If that's the case, it's worth noting (since it's often lost here, on reddit and in the news) that is app is only required at border checkpoints in Xinjiang. Putting Xinjiang on your itinerary would likely result in your visa being refused anyway. If you are traveling to China for business or pleasure, you won't need to worry about this.
Source: Was in Shenzhen within the past month. Normal customs/border control practices. Nobody asked for personal devices. Only surveillance that was obvious was biometric checkpoint at customs, and some sort of face scan (?) at the subway queue.
A friend was in China on business recently and the local corporate It department told him they were installing government required monitoring software so that he could vpn back to the US office. This might have been a misunderstanding as that guy isn't very technical, have you heard of this?

* Aim 1: Find every line in the records that contains the word "raised", and copy each of those lines. Case counts.
These records are unrelated to the text on surveillance in China.

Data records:
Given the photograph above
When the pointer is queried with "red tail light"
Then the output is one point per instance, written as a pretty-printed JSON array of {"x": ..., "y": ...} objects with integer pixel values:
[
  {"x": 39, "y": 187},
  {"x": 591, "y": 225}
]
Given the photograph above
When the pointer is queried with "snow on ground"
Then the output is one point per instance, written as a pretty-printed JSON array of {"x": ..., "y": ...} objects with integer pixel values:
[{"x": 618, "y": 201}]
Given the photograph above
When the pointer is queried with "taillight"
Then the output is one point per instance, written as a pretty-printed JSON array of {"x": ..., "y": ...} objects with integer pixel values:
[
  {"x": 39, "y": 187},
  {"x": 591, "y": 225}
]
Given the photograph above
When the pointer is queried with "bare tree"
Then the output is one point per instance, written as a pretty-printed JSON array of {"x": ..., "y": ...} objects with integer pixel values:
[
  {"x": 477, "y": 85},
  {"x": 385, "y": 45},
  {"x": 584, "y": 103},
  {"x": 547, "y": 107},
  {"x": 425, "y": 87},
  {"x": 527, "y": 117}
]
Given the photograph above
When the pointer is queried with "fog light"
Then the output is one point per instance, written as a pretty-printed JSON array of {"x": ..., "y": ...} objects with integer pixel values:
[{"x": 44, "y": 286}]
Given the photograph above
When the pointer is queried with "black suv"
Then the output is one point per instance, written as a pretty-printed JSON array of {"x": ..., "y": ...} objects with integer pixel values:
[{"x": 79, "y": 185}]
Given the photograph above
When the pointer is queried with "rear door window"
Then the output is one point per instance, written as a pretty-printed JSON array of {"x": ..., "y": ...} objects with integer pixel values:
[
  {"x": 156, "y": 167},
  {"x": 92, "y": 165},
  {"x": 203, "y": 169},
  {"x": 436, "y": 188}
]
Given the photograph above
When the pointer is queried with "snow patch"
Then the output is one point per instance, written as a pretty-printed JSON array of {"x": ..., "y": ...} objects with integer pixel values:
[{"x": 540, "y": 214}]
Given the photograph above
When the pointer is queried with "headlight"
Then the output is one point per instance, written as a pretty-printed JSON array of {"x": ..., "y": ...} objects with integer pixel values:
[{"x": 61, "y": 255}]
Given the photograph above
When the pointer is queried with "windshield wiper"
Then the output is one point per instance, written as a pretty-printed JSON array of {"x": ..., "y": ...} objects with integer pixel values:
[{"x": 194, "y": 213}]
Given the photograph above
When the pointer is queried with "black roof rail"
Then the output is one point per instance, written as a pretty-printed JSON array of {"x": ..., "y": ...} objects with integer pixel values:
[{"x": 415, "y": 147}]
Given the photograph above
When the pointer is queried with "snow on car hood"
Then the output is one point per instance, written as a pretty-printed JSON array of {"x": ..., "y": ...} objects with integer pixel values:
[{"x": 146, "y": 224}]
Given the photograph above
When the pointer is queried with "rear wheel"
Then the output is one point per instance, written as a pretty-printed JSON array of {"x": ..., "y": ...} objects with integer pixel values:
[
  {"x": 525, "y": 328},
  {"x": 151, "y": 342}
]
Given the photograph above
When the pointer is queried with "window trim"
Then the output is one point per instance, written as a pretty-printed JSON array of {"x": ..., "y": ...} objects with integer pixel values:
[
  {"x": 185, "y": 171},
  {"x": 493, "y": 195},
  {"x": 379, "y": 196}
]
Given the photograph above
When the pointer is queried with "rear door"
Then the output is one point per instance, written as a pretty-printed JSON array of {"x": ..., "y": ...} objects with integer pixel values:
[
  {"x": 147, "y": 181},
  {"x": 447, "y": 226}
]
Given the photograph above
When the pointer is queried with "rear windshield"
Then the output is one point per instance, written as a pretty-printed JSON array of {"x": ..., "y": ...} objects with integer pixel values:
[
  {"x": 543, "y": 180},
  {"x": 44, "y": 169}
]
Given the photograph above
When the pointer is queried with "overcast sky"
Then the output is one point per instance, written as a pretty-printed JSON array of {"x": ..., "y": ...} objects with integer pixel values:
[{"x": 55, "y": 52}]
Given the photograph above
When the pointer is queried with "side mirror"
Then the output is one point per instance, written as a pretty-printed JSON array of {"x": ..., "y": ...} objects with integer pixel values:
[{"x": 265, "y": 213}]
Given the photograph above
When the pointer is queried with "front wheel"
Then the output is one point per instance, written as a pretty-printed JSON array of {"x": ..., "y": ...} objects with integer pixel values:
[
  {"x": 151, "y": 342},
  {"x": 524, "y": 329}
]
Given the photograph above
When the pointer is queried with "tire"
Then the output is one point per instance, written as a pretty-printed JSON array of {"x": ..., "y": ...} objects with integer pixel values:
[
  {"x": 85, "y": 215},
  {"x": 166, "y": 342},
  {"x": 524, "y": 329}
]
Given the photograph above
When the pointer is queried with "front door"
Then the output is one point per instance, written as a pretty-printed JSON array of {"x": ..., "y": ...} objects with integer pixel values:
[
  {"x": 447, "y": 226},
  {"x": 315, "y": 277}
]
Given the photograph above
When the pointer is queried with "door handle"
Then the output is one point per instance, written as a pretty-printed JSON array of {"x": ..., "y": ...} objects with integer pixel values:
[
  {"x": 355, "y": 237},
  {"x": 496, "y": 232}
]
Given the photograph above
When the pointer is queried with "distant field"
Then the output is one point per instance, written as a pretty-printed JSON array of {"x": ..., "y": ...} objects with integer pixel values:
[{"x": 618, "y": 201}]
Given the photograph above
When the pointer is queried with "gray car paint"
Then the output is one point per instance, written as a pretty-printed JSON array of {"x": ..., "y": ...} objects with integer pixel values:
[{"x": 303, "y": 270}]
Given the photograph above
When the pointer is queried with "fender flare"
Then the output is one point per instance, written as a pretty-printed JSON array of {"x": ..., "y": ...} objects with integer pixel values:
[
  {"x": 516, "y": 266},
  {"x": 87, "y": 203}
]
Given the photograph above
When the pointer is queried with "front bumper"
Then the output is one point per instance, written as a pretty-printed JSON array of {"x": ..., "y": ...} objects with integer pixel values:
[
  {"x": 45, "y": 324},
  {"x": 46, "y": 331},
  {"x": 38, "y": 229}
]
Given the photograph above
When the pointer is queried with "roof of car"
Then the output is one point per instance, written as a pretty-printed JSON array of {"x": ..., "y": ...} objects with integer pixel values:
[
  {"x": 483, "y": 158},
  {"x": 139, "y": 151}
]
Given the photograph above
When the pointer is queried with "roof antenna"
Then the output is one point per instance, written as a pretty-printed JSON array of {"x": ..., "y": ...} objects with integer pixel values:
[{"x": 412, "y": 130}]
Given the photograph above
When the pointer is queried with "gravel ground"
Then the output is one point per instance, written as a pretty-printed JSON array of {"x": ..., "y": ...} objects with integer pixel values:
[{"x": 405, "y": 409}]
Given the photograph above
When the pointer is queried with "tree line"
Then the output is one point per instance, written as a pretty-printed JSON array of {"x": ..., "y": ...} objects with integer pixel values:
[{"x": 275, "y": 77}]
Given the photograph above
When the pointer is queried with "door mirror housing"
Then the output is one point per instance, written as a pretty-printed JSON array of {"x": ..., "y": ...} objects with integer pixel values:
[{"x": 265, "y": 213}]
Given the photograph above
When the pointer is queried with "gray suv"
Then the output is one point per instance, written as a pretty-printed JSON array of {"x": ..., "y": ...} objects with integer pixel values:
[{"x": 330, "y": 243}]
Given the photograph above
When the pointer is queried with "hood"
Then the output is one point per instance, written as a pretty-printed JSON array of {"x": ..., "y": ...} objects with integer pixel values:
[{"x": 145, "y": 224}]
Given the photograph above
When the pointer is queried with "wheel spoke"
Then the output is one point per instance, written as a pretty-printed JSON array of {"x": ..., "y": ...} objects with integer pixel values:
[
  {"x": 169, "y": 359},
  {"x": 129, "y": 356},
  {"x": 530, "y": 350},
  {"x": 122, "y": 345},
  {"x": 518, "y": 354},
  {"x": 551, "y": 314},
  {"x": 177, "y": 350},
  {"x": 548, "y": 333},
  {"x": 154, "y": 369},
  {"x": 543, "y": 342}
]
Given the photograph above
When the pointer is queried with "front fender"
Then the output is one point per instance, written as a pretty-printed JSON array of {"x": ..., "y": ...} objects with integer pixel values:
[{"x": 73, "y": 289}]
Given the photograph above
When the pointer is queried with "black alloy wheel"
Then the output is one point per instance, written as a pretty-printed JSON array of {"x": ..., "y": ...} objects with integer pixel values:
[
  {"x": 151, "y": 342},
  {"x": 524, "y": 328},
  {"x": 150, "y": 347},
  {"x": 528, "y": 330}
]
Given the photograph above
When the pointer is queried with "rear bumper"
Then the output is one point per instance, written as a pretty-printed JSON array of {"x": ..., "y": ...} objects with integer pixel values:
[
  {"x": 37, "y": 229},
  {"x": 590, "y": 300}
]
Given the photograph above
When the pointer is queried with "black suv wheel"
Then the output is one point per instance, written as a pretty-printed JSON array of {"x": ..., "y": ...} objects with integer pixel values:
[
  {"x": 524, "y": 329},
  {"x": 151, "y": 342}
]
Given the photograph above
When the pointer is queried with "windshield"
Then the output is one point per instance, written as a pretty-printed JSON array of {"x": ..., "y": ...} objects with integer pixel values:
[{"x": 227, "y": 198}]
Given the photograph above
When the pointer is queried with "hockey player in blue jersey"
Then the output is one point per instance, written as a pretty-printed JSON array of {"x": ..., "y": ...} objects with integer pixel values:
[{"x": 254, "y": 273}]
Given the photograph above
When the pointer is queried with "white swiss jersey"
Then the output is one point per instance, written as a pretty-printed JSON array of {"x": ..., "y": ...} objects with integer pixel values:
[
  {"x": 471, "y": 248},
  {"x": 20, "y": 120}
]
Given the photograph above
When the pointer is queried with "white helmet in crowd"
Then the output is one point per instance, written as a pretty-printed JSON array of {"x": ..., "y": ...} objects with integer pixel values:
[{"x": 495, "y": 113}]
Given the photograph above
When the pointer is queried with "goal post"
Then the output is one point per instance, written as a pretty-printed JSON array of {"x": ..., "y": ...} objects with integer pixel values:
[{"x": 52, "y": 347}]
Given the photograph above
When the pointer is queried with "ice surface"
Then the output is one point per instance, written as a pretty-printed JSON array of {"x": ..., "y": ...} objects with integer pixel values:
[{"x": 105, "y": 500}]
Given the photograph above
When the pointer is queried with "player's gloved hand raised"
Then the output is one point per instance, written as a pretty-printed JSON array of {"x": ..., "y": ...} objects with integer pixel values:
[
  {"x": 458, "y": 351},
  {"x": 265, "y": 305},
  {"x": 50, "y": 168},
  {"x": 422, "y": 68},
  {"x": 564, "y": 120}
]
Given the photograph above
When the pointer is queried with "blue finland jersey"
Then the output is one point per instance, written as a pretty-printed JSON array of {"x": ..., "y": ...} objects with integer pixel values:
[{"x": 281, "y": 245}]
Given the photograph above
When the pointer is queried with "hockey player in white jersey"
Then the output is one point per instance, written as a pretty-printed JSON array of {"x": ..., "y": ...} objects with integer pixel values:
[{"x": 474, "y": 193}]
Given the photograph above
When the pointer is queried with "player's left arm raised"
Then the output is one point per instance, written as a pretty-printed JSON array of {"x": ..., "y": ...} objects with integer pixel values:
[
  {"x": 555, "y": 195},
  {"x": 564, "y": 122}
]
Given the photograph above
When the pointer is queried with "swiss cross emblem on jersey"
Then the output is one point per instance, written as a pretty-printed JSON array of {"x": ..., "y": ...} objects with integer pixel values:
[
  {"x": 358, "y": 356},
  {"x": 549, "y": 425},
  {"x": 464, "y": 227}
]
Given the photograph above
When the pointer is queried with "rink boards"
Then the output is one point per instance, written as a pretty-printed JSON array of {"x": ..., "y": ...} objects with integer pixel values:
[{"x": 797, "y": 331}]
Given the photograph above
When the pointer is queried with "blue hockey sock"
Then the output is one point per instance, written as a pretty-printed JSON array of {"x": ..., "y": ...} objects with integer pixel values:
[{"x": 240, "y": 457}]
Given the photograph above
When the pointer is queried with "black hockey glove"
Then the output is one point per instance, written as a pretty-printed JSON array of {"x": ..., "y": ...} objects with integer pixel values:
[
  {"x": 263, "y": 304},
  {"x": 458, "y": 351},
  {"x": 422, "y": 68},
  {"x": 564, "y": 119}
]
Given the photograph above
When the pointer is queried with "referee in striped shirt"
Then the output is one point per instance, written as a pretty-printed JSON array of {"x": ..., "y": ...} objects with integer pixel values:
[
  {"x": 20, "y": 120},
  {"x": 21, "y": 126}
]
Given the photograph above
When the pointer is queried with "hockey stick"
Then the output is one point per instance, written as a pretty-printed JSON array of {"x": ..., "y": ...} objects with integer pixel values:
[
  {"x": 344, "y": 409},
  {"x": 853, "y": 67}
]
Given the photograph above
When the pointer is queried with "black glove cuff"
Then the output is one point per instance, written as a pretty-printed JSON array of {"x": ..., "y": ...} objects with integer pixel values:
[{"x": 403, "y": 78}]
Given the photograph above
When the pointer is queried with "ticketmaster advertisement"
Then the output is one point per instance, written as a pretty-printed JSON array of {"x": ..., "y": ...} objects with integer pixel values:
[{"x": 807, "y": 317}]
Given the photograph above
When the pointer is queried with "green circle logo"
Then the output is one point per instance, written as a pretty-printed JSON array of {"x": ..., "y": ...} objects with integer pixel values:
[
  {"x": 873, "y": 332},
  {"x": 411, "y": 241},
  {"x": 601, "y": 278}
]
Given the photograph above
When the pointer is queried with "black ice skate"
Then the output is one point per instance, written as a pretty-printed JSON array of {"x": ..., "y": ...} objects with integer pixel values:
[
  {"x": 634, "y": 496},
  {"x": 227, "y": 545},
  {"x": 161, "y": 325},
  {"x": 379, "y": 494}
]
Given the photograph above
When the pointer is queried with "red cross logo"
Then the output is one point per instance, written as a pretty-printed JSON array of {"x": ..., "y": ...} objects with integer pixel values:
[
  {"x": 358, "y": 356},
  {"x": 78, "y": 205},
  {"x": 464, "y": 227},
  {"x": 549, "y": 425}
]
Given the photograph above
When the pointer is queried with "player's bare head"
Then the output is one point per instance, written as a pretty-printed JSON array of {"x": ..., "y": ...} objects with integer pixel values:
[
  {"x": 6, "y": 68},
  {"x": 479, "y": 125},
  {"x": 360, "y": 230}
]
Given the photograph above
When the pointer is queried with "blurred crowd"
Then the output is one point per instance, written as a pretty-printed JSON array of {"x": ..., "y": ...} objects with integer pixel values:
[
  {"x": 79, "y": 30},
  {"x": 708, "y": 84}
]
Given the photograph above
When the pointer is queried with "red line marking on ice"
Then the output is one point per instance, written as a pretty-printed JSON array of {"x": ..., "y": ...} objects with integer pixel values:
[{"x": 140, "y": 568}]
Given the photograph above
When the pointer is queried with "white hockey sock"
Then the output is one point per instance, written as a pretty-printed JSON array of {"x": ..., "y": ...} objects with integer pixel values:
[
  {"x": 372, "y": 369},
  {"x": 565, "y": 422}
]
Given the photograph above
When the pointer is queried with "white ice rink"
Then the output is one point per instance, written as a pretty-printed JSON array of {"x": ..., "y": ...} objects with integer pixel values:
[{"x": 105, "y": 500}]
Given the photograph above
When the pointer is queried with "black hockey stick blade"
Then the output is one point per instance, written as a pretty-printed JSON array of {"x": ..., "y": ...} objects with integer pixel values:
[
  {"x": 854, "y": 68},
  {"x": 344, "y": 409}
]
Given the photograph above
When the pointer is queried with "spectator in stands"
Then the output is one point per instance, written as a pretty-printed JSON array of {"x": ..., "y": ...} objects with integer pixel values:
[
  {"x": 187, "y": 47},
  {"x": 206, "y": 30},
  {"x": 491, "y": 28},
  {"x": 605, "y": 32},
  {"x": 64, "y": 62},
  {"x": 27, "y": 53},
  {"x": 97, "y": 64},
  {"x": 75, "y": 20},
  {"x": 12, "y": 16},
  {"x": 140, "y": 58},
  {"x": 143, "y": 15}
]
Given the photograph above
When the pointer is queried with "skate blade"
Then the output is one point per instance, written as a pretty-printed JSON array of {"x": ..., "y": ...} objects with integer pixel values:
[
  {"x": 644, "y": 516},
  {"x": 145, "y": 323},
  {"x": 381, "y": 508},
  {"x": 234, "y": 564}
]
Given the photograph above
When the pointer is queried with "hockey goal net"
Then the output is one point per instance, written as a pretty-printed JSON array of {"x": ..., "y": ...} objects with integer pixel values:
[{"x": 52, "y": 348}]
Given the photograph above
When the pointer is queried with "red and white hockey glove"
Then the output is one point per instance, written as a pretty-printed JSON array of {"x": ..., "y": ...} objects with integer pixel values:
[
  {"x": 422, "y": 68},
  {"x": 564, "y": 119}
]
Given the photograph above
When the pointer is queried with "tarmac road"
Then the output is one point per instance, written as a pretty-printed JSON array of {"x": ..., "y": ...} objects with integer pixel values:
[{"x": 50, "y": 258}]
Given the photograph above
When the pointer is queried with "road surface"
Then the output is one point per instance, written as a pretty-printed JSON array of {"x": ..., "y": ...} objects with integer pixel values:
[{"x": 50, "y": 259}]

* Aim 2: Retype the part of the text on surveillance in China that opens with the words containing "If that's the" and closes with "the subway queue.".

* Worked solution 1:
When the pointer is queried with "player's gloved hand raised"
When the pointer is queried with "player's left arm raised"

* Worked solution 2:
If that's the case, it's worth noting (since it's often lost here, on reddit and in the news) that is app is only required at border checkpoints in Xinjiang. Putting Xinjiang on your itinerary would likely result in your visa being refused anyway. If you are traveling to China for business or pleasure, you won't need to worry about this.
Source: Was in Shenzhen within the past month. Normal customs/border control practices. Nobody asked for personal devices. Only surveillance that was obvious was biometric checkpoint at customs, and some sort of face scan (?) at the subway queue.